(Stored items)
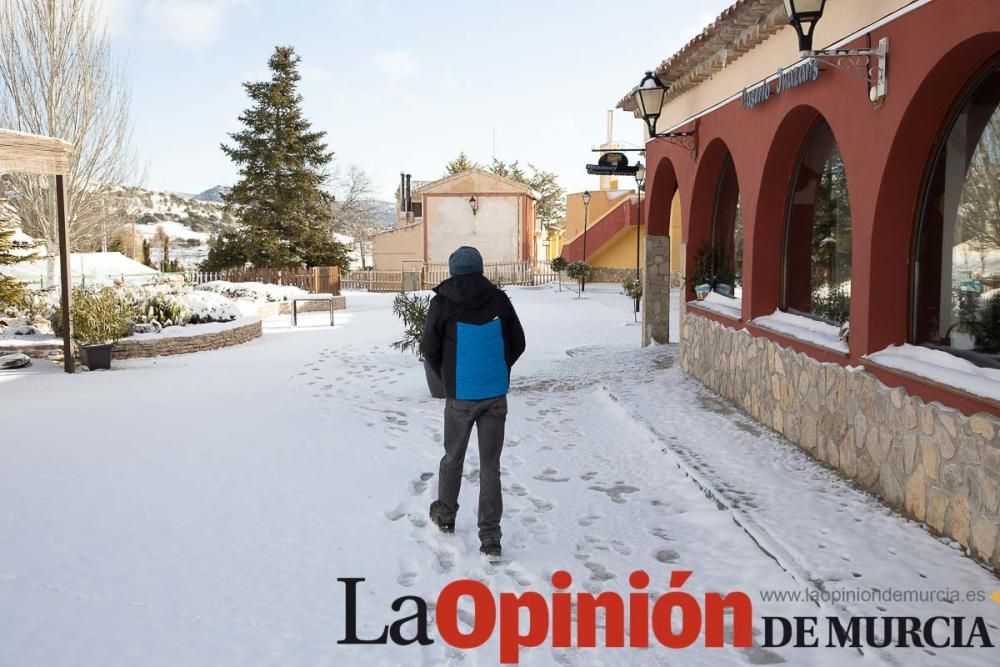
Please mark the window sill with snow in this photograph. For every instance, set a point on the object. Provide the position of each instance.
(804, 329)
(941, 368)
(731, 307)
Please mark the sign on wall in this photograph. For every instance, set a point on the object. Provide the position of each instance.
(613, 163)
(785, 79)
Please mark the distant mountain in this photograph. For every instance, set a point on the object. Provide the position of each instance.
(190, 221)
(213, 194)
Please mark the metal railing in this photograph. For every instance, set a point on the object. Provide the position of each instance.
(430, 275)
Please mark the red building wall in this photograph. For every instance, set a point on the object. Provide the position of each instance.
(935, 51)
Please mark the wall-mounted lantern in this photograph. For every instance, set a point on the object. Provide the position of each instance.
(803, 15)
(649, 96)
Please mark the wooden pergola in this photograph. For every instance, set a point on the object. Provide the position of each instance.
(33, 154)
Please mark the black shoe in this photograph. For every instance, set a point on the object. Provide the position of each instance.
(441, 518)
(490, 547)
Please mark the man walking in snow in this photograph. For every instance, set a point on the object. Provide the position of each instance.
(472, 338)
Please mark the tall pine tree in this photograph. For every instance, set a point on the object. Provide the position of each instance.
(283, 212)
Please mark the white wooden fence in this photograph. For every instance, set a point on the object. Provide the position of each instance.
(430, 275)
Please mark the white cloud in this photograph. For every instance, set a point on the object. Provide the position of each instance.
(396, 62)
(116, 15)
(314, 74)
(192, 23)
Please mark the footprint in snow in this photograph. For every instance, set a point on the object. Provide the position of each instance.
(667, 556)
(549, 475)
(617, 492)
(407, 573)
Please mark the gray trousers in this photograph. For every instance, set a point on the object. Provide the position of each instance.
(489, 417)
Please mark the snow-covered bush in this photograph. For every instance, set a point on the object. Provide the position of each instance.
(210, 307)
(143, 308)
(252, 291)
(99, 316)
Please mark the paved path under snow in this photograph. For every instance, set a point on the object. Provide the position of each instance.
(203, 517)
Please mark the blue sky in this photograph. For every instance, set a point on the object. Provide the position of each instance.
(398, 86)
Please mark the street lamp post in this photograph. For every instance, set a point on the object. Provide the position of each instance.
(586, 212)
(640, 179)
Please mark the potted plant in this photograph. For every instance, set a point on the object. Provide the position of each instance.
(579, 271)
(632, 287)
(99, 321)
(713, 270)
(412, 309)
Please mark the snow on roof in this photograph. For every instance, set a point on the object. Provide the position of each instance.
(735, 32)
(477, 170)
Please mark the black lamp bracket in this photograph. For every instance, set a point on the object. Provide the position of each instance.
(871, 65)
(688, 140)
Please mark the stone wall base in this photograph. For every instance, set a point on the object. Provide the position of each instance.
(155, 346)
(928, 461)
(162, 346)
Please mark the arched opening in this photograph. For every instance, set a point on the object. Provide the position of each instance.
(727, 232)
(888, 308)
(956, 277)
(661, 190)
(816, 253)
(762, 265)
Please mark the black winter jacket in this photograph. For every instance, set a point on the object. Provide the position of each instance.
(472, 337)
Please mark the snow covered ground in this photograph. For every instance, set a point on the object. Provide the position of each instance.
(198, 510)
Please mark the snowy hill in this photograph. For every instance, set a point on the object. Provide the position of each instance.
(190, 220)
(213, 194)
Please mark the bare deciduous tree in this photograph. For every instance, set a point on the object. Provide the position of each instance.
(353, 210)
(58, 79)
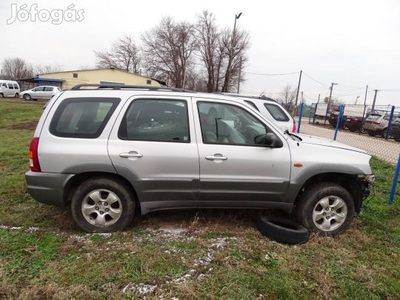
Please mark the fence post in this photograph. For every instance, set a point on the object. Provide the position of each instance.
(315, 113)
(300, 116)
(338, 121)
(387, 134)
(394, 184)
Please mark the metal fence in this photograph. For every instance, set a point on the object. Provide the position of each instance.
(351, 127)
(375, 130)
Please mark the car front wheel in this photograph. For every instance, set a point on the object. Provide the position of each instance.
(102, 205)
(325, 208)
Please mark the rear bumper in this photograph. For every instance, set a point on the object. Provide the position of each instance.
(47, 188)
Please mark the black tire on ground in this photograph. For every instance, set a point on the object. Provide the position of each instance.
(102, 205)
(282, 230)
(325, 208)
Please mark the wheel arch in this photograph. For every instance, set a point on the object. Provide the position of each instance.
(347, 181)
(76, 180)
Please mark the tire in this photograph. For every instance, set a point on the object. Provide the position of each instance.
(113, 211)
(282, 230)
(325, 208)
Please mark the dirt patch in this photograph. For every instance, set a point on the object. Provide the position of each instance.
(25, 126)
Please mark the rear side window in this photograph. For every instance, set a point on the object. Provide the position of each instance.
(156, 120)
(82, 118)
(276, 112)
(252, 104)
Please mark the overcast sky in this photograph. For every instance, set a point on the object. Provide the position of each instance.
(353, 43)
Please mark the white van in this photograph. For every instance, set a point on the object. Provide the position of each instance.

_Brief_
Repeat every record above exactly. The pictures do not belong in the copy.

_Answer area_
Please mark the window sill with snow in this photograph. For every instance, set a point on the object. Provide the position of each instance.
(804, 329)
(941, 368)
(731, 307)
Please mark the sign on wall in this photograph. For every instance, set a point on the object. Provide the position of each instance.
(613, 163)
(785, 79)
Please mark the distant mountain in this photograph. For every instance, set a point on the object. Provide the position of each instance.
(190, 221)
(213, 194)
Please mark the metal railing in this photograph. For every instance, set a point on the object. Provide the position of each instance.
(430, 275)
Please mark the red building wall in this photograph. For every instance, set a point on the object. Provide the position of each instance.
(935, 51)
Please mark the wall-mounted lantern in this photograph. For every instance, set a point on the object. Provide the position of each instance.
(803, 15)
(649, 96)
Please mark the wooden pergola in this photograph. For every instance, set a point on the object. Provide the position of each instance.
(33, 154)
Please mark the black shoe in this photograph. For every instance, set a point on the object. Provide the position of each instance.
(441, 518)
(490, 547)
Please mark the man walking in snow in this photograph. For every instance, set a point on the object. Provide the position of each instance.
(472, 338)
Please mark the tall pine tree in this photograph. For every instance, set a point on the object. Provide the position of each instance.
(283, 212)
Please mark the white wooden fence in this photograph. For every instance, set a point on the object. Provide the position of each instance.
(430, 275)
Please mark the white cloud in this photograph. For every instance, set a point on the object. Provide the position of each instance.
(396, 62)
(116, 15)
(314, 74)
(192, 23)
Please mark the footprint in snow in this photograph. For every instance, set a point on the object. Provide the position of each instance.
(667, 556)
(549, 475)
(617, 492)
(407, 573)
Please mark the gray trousers in this photograph. For every instance, set a point on the object. Provide the position of each instance.
(489, 417)
Please mark the snow-covered bush in this photograph. For every instance, set a point on the object. Provide the position of each instance.
(210, 307)
(143, 308)
(252, 291)
(99, 316)
Please mark the paved path under snow in this photograph. For every instance, set a point on the object. Provide the position of each instance.
(203, 517)
Please mark the blue sky in this photograph. For every instance, set a point on the object. Provide the position of each instance.
(398, 86)
Please mark the street lamp post in this photograph. For every instance, set a point on the object. Provide the position of each instance.
(586, 212)
(640, 179)
Please mark the potted plant in this photograph. For every instance, set a point on the object. Provide the position of each instance.
(579, 271)
(632, 287)
(99, 321)
(713, 270)
(412, 309)
Please mark the snow on roof in this photograph. For every instance, set a point on the object. Provide the position of each instance.
(735, 32)
(477, 170)
Please mark the black lamp bracket in this photograph. For every instance, set a point on the object. Provide the position of each instance.
(871, 65)
(688, 140)
Please mark the stone wall base in this photograph. For every instance, set a point on the object. Provide the position of each instance.
(155, 346)
(928, 461)
(162, 346)
Please mark the arched opening in this photograph. For every instance, set a point on the object. Provide the position of each instance.
(727, 232)
(888, 308)
(956, 277)
(661, 190)
(816, 253)
(762, 265)
Please mark the black winter jacket in this photograph. For every instance, set a point on the object. Provide the position of each instance.
(472, 337)
Please mark the snow covered ground in this photograph. For every instance, set a point on the object. Provide the position of each instance.
(198, 510)
Please mark the snowy hill in this photograph. For every instance, set a point on the object. Provide the position of each instance.
(190, 220)
(213, 194)
Please mark the bare deciduous tree in this photograph. For every instance, set a point on the object. Provide the position of each instance.
(353, 210)
(58, 79)
Please mark the fence post in this photograph. For every instance, set a point on the object. Provide the position of each instance.
(315, 113)
(300, 116)
(338, 121)
(387, 134)
(394, 184)
Please mark the metal fence in this photograph. For every instance, set a point on the object. Provide the position of each instance.
(351, 127)
(375, 130)
Please mark the car front wheel in this photograph. For every instance, set a point on the object. Provide the position of each instance.
(102, 205)
(325, 208)
Please mark the rear bumper in this photograph. For every instance, set a point on the object. Provide the position of each instance.
(47, 188)
Please mark the black tire on ground in this photograph. For every instance, set a point on the object. Provide the position of each instance.
(102, 205)
(282, 230)
(325, 208)
Please mark the wheel arch in this photograph. For every instance, set a point on the object. Provide the position of each instance.
(347, 181)
(76, 180)
Please mark the tire in this photograph. For every instance, set a point on the object. Provide the position of each instance.
(113, 211)
(282, 230)
(325, 208)
Please mark the dirt patch in this photograph. For every instance, set a point on the object. Provide the position of each instance.
(25, 126)
Please mark the rear side window in this photograph. For every instance, set a point on the object. Provide the position of each instance.
(156, 120)
(82, 118)
(276, 112)
(252, 104)
Please mark the overcast sky in this photograph. For every instance, set a point on the object. Provide the position of each instance.
(353, 43)
Please mark the white van in this photograph. For every instance, set a point on the object. Provide the position of each instance.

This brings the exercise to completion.